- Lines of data
"""

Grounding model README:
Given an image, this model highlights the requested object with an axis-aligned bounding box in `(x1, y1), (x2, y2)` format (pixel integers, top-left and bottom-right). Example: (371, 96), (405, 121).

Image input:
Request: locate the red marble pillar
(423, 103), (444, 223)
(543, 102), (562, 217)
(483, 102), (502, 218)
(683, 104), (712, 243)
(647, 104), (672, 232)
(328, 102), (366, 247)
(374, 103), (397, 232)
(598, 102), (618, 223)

"""

- YOUR TASK
Output these lines as a JSON list of strings, with one string for each line and blank lines omitted.

- WRITTEN RESPONSE
[
  "Grounding model README:",
  "Given an image, this model highlights the requested object with an axis-aligned bounding box in `(x1, y1), (x2, y2)` format (pixel integers, top-left and bottom-right). Example: (371, 96), (405, 121).",
  "Image input:",
  "Request: locate the red marble pillar",
  "(423, 103), (444, 223)",
  "(543, 102), (562, 217)",
  "(483, 102), (502, 218)",
  "(683, 104), (712, 243)",
  "(647, 104), (672, 232)",
  "(328, 102), (366, 247)",
  "(374, 103), (397, 232)",
  "(598, 102), (618, 223)"
]